-- START Data supplied --

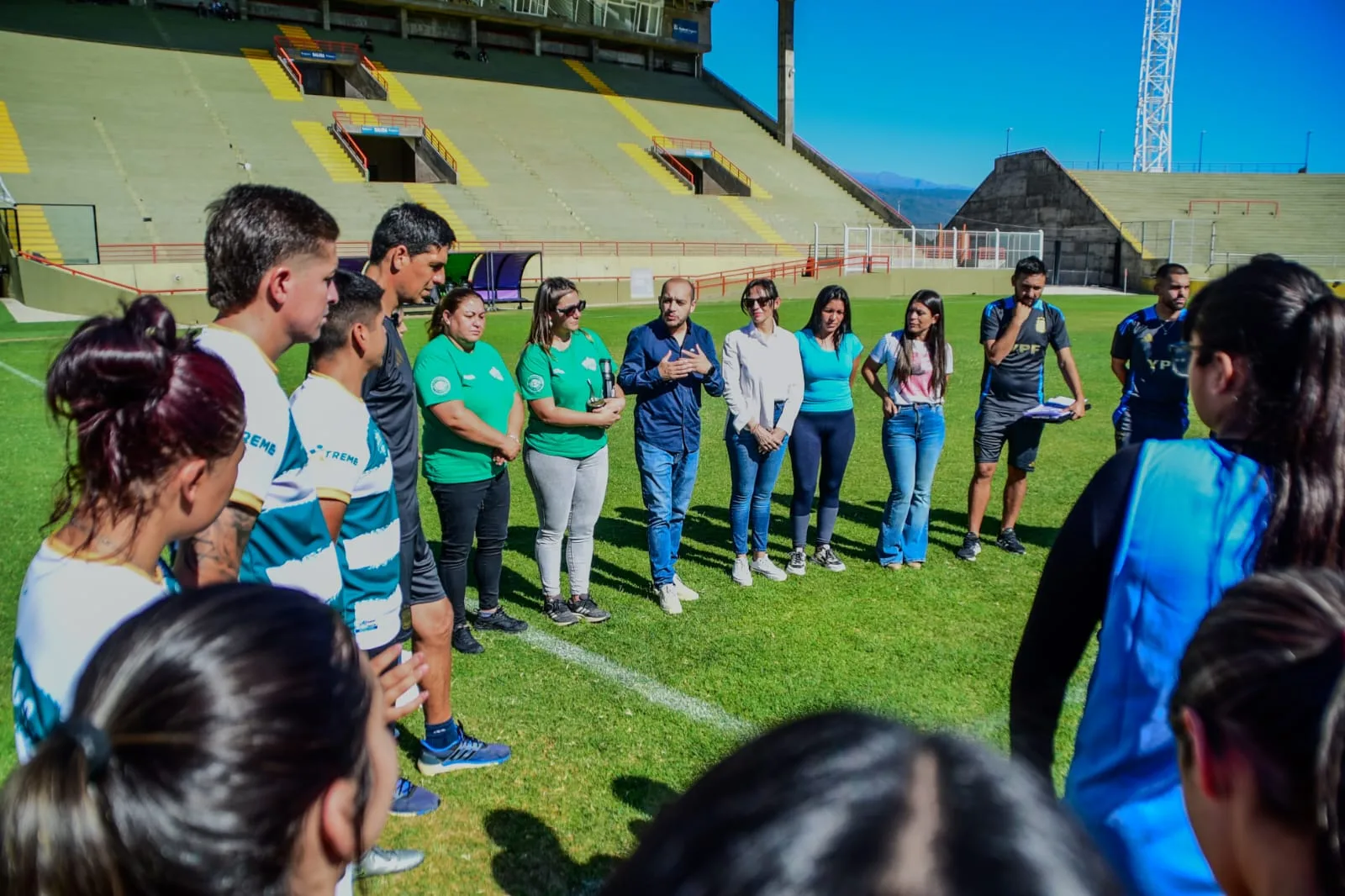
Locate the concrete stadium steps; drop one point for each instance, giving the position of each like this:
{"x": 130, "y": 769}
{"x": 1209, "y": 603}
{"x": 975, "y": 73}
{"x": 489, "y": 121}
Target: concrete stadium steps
{"x": 1311, "y": 219}
{"x": 557, "y": 168}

-- END Data supplied --

▸ Exercise prompt:
Set down every line of the listing above word for word, leaving out the picture.

▸ The solution:
Locate the concrete stadium steps; drop one point for each instance, giving the position of each like this:
{"x": 130, "y": 769}
{"x": 1209, "y": 603}
{"x": 975, "y": 73}
{"x": 489, "y": 121}
Target: concrete stadium steps
{"x": 1311, "y": 219}
{"x": 557, "y": 168}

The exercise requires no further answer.